OBIETTIVO | Ricopia tutte le righe qui sotto identiche, carattere per carattere, lasciando fuori le immagini.

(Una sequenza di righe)
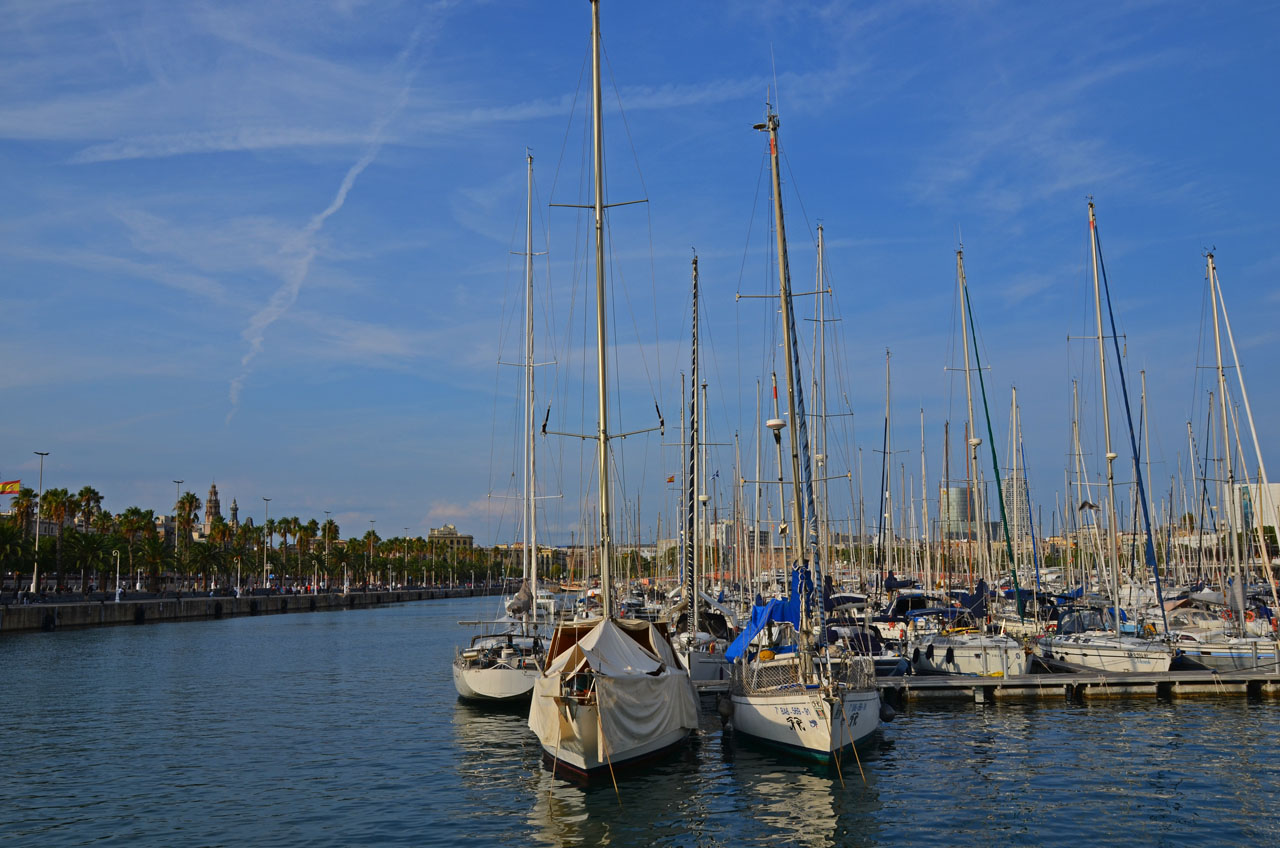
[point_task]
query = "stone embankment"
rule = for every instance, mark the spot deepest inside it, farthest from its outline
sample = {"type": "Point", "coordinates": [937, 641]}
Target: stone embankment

RISPOSTA |
[point_task]
query = "stone embankment"
rule = for every instance, mark the spot deepest inside it, farthest from its outline
sample = {"type": "Point", "coordinates": [937, 641]}
Target: stone embankment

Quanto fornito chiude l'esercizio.